■ Assignment A ■
Write out the passage on distribution shift below exactly, starting with "Handling Hidden Shifts" and going on through "patterns of care.".
■ Assignment B ■
Continue the passage on distribution shift in machine learning below from the point at which it stops.

[Passage Boundary: Start]

Handling Hidden Shifts in Data: A New Strategy for Adaptation
One of the most persistent challenges in deploying machine learning models in the real world is distribution shift. A model trained in one environment—a "source" domain—often fails when applied to a new "target" domain. Consider a model trained to predict patient outcomes using data from Hospital P. When we try to use this model at Hospital Q, its performance may plummet because the two hospitals serve different patient populations, with underlying differences in demographics, socioeconomic status, and patterns of care.
This is the classic problem of unsupervised domain adaptation. Standard approaches often assume the shift is simple. Covariate shift assumes that while the features (X) change, the relationship between features and labels, p(Y|X), remains the same. Label shift assumes the label distribution p(Y) changes, but the conditional feature distribution p(X|Y) is stable.

[Passage Boundary: End]
[Data listing Boundary: Start]

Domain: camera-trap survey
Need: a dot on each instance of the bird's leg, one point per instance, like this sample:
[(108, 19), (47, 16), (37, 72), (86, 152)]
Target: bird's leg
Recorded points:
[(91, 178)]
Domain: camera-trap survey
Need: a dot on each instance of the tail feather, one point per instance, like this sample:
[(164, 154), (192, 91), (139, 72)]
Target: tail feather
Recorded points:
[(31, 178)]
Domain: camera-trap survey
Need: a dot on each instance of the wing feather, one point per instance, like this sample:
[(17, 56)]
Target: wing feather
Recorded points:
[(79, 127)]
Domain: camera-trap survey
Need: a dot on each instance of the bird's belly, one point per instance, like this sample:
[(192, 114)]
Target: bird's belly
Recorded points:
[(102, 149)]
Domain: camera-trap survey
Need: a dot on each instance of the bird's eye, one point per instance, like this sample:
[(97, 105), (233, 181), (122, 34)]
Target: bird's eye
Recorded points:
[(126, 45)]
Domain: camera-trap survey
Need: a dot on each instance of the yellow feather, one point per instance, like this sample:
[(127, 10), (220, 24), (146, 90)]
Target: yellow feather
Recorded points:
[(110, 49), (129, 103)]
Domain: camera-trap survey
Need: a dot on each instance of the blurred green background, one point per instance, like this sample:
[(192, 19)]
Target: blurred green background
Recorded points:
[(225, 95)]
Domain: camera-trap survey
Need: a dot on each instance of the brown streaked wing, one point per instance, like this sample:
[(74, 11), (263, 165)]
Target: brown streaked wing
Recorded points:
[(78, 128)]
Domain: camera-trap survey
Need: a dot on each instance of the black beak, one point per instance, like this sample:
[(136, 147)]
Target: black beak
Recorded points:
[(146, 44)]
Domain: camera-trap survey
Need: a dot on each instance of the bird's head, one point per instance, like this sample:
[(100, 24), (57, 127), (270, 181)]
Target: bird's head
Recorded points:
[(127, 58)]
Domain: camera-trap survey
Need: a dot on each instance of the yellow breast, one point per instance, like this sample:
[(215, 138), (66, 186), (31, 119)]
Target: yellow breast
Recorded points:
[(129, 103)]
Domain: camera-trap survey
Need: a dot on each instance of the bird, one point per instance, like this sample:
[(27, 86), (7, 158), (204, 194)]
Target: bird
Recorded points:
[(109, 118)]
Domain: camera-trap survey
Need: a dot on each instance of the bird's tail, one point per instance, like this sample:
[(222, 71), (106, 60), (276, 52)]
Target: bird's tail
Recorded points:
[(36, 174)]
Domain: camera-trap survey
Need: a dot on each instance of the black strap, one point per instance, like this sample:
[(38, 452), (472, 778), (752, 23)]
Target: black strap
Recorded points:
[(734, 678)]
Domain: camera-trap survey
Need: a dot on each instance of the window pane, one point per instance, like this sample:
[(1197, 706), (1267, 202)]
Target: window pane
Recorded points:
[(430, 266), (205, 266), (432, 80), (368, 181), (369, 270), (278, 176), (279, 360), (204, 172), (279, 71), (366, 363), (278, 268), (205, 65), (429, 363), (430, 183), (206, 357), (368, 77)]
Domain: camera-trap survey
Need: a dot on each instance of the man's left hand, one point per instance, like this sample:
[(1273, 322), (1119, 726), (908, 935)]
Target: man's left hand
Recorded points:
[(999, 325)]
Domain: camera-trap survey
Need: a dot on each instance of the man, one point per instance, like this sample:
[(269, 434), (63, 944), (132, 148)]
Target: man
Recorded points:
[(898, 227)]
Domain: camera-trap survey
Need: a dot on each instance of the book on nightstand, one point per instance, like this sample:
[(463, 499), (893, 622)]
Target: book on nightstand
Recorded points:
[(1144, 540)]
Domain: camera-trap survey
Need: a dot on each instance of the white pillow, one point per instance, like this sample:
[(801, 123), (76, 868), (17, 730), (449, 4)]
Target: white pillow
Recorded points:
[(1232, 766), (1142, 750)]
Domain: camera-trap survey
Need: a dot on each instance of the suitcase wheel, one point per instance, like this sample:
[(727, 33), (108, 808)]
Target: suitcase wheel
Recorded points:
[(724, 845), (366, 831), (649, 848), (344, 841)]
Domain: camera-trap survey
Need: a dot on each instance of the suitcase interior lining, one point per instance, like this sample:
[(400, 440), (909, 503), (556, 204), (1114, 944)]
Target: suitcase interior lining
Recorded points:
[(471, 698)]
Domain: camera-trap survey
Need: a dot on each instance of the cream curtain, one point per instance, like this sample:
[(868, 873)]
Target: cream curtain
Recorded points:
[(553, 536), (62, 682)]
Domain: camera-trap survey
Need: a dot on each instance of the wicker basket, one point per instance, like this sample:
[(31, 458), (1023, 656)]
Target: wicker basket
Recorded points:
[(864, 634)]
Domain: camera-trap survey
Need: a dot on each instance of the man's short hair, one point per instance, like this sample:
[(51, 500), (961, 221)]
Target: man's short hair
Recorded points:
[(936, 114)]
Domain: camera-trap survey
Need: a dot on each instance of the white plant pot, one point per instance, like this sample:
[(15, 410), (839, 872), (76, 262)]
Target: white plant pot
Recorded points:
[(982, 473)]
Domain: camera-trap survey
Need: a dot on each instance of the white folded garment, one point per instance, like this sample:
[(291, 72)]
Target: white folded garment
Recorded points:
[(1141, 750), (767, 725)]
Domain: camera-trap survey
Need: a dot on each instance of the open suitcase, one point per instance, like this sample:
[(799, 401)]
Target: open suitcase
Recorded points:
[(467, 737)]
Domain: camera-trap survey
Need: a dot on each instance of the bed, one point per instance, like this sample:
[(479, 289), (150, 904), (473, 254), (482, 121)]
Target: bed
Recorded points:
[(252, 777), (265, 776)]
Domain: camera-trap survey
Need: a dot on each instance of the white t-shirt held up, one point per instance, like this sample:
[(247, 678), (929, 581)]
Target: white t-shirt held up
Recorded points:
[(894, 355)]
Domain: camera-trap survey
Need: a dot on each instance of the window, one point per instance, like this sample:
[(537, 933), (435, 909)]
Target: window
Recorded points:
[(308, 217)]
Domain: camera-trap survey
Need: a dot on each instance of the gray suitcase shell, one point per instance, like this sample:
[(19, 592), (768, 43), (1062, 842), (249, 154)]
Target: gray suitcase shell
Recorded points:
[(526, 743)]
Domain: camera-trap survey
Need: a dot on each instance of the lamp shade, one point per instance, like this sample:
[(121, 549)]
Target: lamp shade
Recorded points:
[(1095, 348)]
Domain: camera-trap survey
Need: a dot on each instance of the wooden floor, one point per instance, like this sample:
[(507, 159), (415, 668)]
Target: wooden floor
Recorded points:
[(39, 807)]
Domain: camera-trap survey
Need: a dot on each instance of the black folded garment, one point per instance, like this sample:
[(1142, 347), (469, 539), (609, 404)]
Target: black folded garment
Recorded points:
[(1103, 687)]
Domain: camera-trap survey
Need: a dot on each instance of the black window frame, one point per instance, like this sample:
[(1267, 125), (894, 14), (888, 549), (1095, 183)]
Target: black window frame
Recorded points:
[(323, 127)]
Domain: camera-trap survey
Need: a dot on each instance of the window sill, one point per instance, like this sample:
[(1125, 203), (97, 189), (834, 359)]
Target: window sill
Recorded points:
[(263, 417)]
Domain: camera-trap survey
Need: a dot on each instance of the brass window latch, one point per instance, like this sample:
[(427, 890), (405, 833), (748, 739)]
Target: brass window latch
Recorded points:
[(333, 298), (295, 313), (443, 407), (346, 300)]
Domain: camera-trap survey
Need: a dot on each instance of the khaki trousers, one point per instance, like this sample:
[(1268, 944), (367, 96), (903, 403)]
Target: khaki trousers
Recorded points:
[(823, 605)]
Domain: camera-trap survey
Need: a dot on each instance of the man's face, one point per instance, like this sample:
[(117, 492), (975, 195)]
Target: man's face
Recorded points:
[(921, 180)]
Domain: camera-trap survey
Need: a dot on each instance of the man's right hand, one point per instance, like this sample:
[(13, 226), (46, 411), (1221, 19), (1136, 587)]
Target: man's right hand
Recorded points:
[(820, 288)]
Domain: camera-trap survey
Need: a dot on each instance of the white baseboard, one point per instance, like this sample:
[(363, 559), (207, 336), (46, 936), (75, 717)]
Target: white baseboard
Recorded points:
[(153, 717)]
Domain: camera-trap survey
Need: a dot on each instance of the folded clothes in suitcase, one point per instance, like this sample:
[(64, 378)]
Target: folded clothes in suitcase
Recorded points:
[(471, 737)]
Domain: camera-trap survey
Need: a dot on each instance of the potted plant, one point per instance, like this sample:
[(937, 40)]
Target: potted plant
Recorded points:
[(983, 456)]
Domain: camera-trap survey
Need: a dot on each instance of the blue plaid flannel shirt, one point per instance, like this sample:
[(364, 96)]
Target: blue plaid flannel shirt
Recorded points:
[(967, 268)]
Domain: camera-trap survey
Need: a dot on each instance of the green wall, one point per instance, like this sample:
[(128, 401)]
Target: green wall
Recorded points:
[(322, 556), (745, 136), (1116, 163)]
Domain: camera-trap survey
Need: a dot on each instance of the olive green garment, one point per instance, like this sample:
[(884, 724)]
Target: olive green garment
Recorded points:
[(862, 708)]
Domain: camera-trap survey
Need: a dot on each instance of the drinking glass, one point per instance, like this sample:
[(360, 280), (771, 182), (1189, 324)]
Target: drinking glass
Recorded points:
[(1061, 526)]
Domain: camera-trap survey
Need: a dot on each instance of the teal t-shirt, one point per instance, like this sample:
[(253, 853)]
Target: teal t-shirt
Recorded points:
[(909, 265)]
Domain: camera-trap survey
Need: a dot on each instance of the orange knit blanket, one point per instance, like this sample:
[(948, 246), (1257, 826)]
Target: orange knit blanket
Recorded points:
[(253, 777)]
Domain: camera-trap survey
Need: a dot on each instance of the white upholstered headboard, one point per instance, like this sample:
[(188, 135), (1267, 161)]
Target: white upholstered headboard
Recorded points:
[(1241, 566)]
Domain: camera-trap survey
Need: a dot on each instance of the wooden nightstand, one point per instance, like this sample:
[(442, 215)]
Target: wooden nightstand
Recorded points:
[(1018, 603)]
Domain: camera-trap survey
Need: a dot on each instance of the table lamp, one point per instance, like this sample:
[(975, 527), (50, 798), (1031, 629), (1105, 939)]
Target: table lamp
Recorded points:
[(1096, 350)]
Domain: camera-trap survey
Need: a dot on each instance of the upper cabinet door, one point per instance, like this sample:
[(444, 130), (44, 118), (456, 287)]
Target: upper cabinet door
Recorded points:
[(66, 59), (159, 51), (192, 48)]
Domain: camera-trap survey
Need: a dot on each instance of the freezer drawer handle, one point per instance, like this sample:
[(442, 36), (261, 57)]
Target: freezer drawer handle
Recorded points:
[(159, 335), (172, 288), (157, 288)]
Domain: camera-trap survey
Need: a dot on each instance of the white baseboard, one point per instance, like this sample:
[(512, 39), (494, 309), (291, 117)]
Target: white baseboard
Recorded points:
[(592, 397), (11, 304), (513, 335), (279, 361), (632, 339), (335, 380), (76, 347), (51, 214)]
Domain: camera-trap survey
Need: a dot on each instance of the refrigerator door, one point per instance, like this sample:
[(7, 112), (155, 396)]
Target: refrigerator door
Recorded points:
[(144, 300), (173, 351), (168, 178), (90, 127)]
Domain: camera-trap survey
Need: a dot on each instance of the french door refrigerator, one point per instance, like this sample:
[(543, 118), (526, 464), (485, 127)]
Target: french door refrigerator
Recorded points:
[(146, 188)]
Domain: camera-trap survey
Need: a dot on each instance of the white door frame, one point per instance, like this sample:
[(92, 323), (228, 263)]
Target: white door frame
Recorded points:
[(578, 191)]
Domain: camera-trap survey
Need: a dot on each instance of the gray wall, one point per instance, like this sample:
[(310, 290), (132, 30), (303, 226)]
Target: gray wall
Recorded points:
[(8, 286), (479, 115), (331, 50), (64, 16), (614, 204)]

[Data listing Boundary: End]

■ Answer section A ■
Handling Hidden Shifts in Data: A New Strategy for Adaptation
One of the most persistent challenges in deploying machine learning models in the real world is distribution shift. A model trained in one environment—a "source" domain—often fails when applied to a new "target" domain. Consider a model trained to predict patient outcomes using data from Hospital P. When we try to use this model at Hospital Q, its performance may plummet because the two hospitals serve different patient populations, with underlying differences in demographics, socioeconomic status, and patterns of care.

■ Answer section B ■
But what happens when the shift is more complex? What if the patient populations in both hospitals are mixtures of underlying, unobserved subgroups (e.g., based on social determinants of health), and it's the prevalence of these subgroups that differs?. In this scenario, which we call latent subgroup shift, neither the covariate nor the label shift assumption holds, rendering standard methods ineffective.
We tackle this problem head-on. We show that even when the shifting subgroup is unobserved, we can still successfully adapt a model from the source to the target domain by leveraging other forms of auxiliary data.